## Problem description
Copy out every line from the rows below that contains the word "table", keeping only those lines.

## Dataset records
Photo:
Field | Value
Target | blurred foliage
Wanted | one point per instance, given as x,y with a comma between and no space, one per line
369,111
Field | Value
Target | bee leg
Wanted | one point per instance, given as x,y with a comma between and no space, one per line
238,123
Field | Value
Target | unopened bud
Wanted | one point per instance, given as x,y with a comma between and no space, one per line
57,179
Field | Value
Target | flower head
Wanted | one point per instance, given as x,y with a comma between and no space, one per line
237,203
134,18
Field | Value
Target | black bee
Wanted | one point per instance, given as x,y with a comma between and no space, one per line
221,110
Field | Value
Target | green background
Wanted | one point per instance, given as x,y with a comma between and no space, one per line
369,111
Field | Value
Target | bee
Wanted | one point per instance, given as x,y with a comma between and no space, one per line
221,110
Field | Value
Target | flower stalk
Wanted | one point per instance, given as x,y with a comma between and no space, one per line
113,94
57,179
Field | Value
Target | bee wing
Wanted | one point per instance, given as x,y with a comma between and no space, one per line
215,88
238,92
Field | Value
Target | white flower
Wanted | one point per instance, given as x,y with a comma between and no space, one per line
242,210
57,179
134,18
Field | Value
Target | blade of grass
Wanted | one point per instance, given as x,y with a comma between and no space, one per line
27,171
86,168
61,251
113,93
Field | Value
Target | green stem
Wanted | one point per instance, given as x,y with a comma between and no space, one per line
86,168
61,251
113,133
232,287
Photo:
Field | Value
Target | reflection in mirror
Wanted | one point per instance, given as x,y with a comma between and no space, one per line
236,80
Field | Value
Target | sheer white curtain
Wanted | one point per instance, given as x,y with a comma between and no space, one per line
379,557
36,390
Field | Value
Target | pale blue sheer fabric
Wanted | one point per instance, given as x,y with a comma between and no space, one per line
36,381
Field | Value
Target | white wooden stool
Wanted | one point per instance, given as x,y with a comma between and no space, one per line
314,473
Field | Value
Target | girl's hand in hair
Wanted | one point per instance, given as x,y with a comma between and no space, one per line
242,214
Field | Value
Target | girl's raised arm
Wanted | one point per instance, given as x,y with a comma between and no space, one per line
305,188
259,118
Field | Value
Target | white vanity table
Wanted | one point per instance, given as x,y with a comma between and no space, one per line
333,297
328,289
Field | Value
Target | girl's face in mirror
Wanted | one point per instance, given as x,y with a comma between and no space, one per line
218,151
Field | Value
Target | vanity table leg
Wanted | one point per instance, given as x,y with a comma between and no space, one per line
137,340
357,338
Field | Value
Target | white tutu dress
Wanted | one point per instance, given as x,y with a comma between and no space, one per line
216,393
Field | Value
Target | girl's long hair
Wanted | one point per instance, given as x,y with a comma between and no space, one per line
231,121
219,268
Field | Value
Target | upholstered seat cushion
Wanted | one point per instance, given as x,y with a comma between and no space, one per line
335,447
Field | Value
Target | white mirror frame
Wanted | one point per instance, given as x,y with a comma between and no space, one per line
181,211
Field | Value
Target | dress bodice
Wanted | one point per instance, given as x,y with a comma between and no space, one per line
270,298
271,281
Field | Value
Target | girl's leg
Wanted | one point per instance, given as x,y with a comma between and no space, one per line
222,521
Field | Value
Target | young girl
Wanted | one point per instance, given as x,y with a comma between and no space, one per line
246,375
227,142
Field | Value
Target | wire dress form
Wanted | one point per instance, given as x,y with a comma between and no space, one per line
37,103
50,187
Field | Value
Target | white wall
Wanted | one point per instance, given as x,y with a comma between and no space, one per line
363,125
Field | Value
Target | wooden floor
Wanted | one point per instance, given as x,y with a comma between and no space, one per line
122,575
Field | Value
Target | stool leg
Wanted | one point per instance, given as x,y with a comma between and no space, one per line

## The reply
Target | white vanity table
Target | vanity table leg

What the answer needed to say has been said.